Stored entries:
★ ★ ★ ★

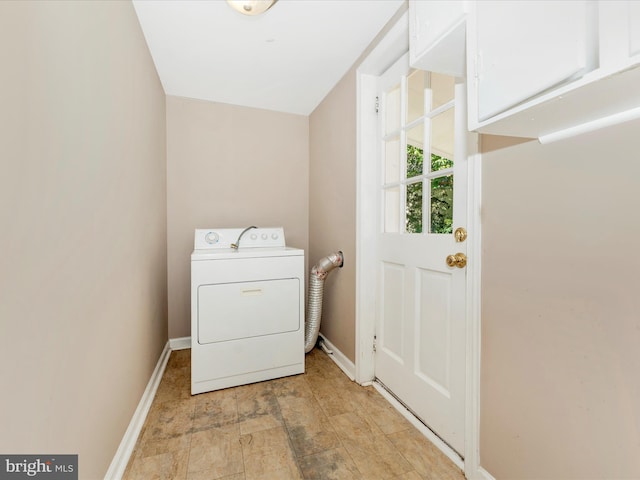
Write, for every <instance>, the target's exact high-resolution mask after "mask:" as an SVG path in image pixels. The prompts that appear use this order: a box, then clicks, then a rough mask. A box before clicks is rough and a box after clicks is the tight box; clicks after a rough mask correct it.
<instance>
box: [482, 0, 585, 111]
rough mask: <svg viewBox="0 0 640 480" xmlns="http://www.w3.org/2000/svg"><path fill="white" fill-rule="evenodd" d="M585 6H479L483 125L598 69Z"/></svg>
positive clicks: (519, 1) (570, 3)
mask: <svg viewBox="0 0 640 480" xmlns="http://www.w3.org/2000/svg"><path fill="white" fill-rule="evenodd" d="M588 3H589V2H586V1H538V2H524V1H508V2H505V1H481V2H477V3H476V5H475V19H474V20H475V38H473V39H470V41H475V42H476V51H477V59H476V62H477V64H476V77H477V92H476V94H477V109H478V112H477V113H478V119H479V120H480V121H482V120H486V119H487V118H489V117H491V116H493V115H495V114H497V113H500V112H502V111H504V110H506V109H508V108H510V107H512V106H514V105H516V104H518V103H520V102H523V101H524V100H527V99H529V98H531V97H533V96H535V95H537V94H539V93H541V92H544V91H545V90H547V89H549V88H551V87H554V86H556V85H558V84H561V83H563V82H565V81H567V80H569V79H573V78H578V77H580V76H581V75H582V74H584V73H585V72H586V71H588V70H590V69H593V68H594V67H595V63H596V61H597V60H595V58H596V56H597V49H596V48H594V46H593V39H591V38H590V37H589V35H591V34H590V31H591V29H590V28H589V22H590V21H592V20H593V18H592V15H591V12H590V9H591V7H590V6H589V5H588Z"/></svg>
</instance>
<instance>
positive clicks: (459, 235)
mask: <svg viewBox="0 0 640 480" xmlns="http://www.w3.org/2000/svg"><path fill="white" fill-rule="evenodd" d="M453 236H454V238H455V239H456V242H458V243H462V242H464V241H465V240H466V239H467V231H466V230H465V229H464V227H458V228H456V231H455V232H453Z"/></svg>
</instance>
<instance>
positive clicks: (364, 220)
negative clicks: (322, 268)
mask: <svg viewBox="0 0 640 480" xmlns="http://www.w3.org/2000/svg"><path fill="white" fill-rule="evenodd" d="M408 39H409V19H408V13H405V14H404V15H403V16H402V17H401V18H400V19H399V20H398V22H397V23H396V24H395V25H394V26H393V27H392V28H391V29H390V30H389V32H388V33H387V34H386V36H385V37H384V38H383V39H382V40H381V41H380V43H379V44H378V45H377V46H376V47H375V48H374V49H373V51H372V52H371V53H370V54H369V55H368V56H367V58H366V59H365V60H364V61H363V62H362V63H361V65H360V66H359V68H358V70H357V94H356V95H357V106H356V109H357V143H356V149H357V160H356V182H357V186H356V188H357V192H356V265H357V267H356V359H355V360H356V361H355V370H356V372H355V379H356V381H357V382H358V383H360V384H368V383H371V382H372V381H373V380H374V377H375V369H374V356H373V336H374V332H375V318H376V310H375V308H376V307H375V305H376V287H377V283H376V275H377V265H376V263H375V250H374V249H375V238H376V234H377V224H376V219H377V217H376V214H375V208H376V189H377V183H378V182H377V180H378V178H377V171H376V167H375V166H376V156H377V149H376V144H377V136H376V127H377V122H378V118H377V115H376V105H375V98H376V90H377V77H378V76H379V75H380V74H382V73H383V72H384V71H385V70H386V69H387V68H388V67H389V66H390V65H392V64H393V63H394V62H395V60H396V59H397V58H399V57H400V55H401V54H403V53H404V52H406V51H407V50H408ZM468 143H469V144H468V145H467V151H468V154H469V168H468V185H469V195H468V200H467V202H468V205H467V207H468V208H467V215H468V221H467V230H468V233H469V236H468V238H467V242H468V246H467V248H468V249H467V254H468V257H469V263H468V264H467V294H466V295H467V299H466V300H467V313H466V325H467V335H466V338H467V341H466V344H467V345H466V400H465V460H464V470H465V475H466V476H467V478H468V479H470V480H471V479H476V478H486V476H485V475H483V473H484V472H483V471H482V469H481V468H480V455H479V443H480V311H481V310H480V307H481V306H480V259H481V249H480V240H481V232H480V200H481V191H480V189H481V163H480V162H481V158H480V154H479V148H478V136H477V135H476V134H469V142H468ZM437 446H438V447H439V448H441V449H442V450H446V449H447V448H448V447H447V446H446V444H444V442H441V443H440V444H438V445H437ZM445 453H446V454H447V455H448V456H450V457H452V455H453V456H455V453H454V452H453V451H452V450H451V451H445Z"/></svg>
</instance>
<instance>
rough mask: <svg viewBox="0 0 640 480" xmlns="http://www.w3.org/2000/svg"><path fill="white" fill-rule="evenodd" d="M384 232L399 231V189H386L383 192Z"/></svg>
mask: <svg viewBox="0 0 640 480" xmlns="http://www.w3.org/2000/svg"><path fill="white" fill-rule="evenodd" d="M384 231H385V232H387V233H398V232H399V231H400V187H393V188H387V189H385V191H384Z"/></svg>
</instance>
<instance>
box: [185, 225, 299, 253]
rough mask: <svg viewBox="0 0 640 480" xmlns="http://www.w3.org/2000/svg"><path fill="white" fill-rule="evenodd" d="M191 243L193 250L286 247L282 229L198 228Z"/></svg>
mask: <svg viewBox="0 0 640 480" xmlns="http://www.w3.org/2000/svg"><path fill="white" fill-rule="evenodd" d="M193 243H194V245H193V247H194V249H195V250H225V249H229V248H232V245H234V244H237V245H238V249H243V248H274V247H281V248H284V247H285V246H286V242H285V239H284V228H282V227H269V228H257V227H247V228H198V229H196V231H195V235H194V242H193Z"/></svg>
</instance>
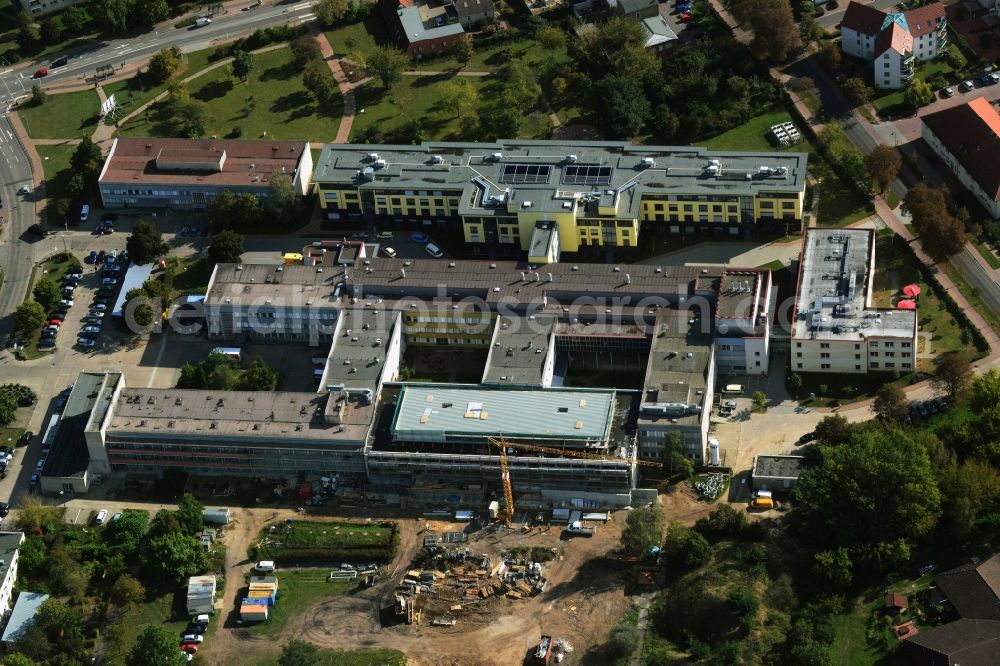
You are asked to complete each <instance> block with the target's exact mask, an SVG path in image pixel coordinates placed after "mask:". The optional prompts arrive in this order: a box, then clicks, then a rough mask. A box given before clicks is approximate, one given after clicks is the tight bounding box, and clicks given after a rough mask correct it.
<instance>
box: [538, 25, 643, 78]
mask: <svg viewBox="0 0 1000 666" xmlns="http://www.w3.org/2000/svg"><path fill="white" fill-rule="evenodd" d="M539 32H542V31H539ZM569 53H570V56H571V57H572V58H573V60H575V61H576V63H577V65H578V67H579V69H581V70H583V71H584V72H586V73H588V74H589V75H590V78H591V80H593V81H598V80H600V79H601V78H603V77H605V76H616V75H617V76H627V77H630V78H632V79H635V80H637V81H642V80H644V79H645V78H646V77H647V76H648V75H650V74H652V73H653V72H656V71H657V70H659V69H660V67H661V62H660V60H659V58H657V56H656V54H655V53H653V52H652V51H650V50H648V49H647V48H646V30H645V28H644V27H643V26H642V24H641V23H639V22H638V21H635V20H632V19H630V18H627V17H624V16H615V17H614V18H612V19H610V20H608V21H606V22H604V23H598V24H597V25H596V26H595V27H594V29H593V30H588V31H586V32H584V33H583V34H581V35H580V36H579V37H577V38H576V39H574V40H573V41H572V42H571V43H570V48H569Z"/></svg>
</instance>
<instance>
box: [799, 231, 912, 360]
mask: <svg viewBox="0 0 1000 666" xmlns="http://www.w3.org/2000/svg"><path fill="white" fill-rule="evenodd" d="M874 279H875V232H874V231H873V230H871V229H824V228H813V229H809V230H807V232H806V235H805V238H803V240H802V257H801V260H800V264H799V283H798V287H797V291H796V296H795V311H794V313H793V321H792V337H791V370H792V371H793V372H830V373H839V374H866V373H868V372H894V371H898V372H902V373H906V372H911V371H913V370H914V369H915V368H916V355H917V316H916V312H915V311H913V310H906V309H892V308H877V307H875V306H874V305H873V303H872V300H873V292H874Z"/></svg>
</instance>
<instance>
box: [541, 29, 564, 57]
mask: <svg viewBox="0 0 1000 666" xmlns="http://www.w3.org/2000/svg"><path fill="white" fill-rule="evenodd" d="M535 41H537V42H538V43H539V44H540V45H541V47H542V48H543V49H545V50H546V51H549V52H551V53H556V52H558V51H562V50H563V49H564V48H566V33H565V32H563V31H562V30H561V29H560V28H559V27H558V26H555V25H547V26H545V27H544V28H542V29H541V30H539V31H538V32H537V33H535Z"/></svg>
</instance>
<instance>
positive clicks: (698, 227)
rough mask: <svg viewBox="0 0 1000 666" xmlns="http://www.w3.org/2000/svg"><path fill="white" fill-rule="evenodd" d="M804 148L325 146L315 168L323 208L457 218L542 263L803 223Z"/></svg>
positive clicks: (436, 143)
mask: <svg viewBox="0 0 1000 666" xmlns="http://www.w3.org/2000/svg"><path fill="white" fill-rule="evenodd" d="M806 161H807V155H806V154H805V153H736V152H718V151H709V150H706V149H704V148H698V147H663V146H634V145H632V144H630V143H623V142H575V143H569V142H560V141H498V142H496V143H492V144H476V143H424V144H422V145H420V146H368V145H327V146H325V147H324V149H323V152H322V154H321V156H320V158H319V161H318V163H317V165H316V169H315V172H314V183H315V189H316V192H317V194H318V196H319V201H320V206H321V207H322V209H323V210H324V212H325V214H326V217H327V219H330V220H347V221H352V220H353V221H357V222H360V223H364V225H368V223H371V224H373V225H375V226H378V227H379V228H393V227H395V228H411V229H425V228H429V229H433V228H434V227H435V225H438V224H448V225H452V226H453V227H458V228H460V229H461V232H462V235H463V237H464V239H465V242H466V243H467V244H468V245H470V246H472V248H473V250H474V251H476V249H477V248H490V249H491V250H494V251H499V252H500V253H504V254H515V255H517V254H524V253H527V254H528V257H529V260H530V261H532V262H537V263H551V262H552V261H558V256H559V254H560V253H562V252H580V251H585V250H586V249H587V248H590V247H594V246H599V247H621V248H628V247H636V246H638V244H639V238H640V235H641V234H642V233H644V232H647V231H649V230H657V231H664V232H666V233H677V234H681V233H723V234H729V235H738V234H742V233H746V232H754V231H758V230H761V231H781V232H788V231H794V230H798V229H800V228H801V224H802V211H803V201H804V195H805V181H806Z"/></svg>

★ ★ ★ ★

— Assignment —
Take the records above and return, word for word, only the lines that fall from the line with "positive clicks: (459, 235)" to the line with "positive clicks: (364, 220)", both of them included.

— Output —
positive clicks: (459, 235)
mask: <svg viewBox="0 0 640 480" xmlns="http://www.w3.org/2000/svg"><path fill="white" fill-rule="evenodd" d="M453 236H454V238H455V239H456V242H458V243H462V242H464V241H465V240H466V239H467V231H466V230H465V229H464V227H458V228H456V231H455V232H453Z"/></svg>
</instance>
<instance>
positive clicks: (364, 220)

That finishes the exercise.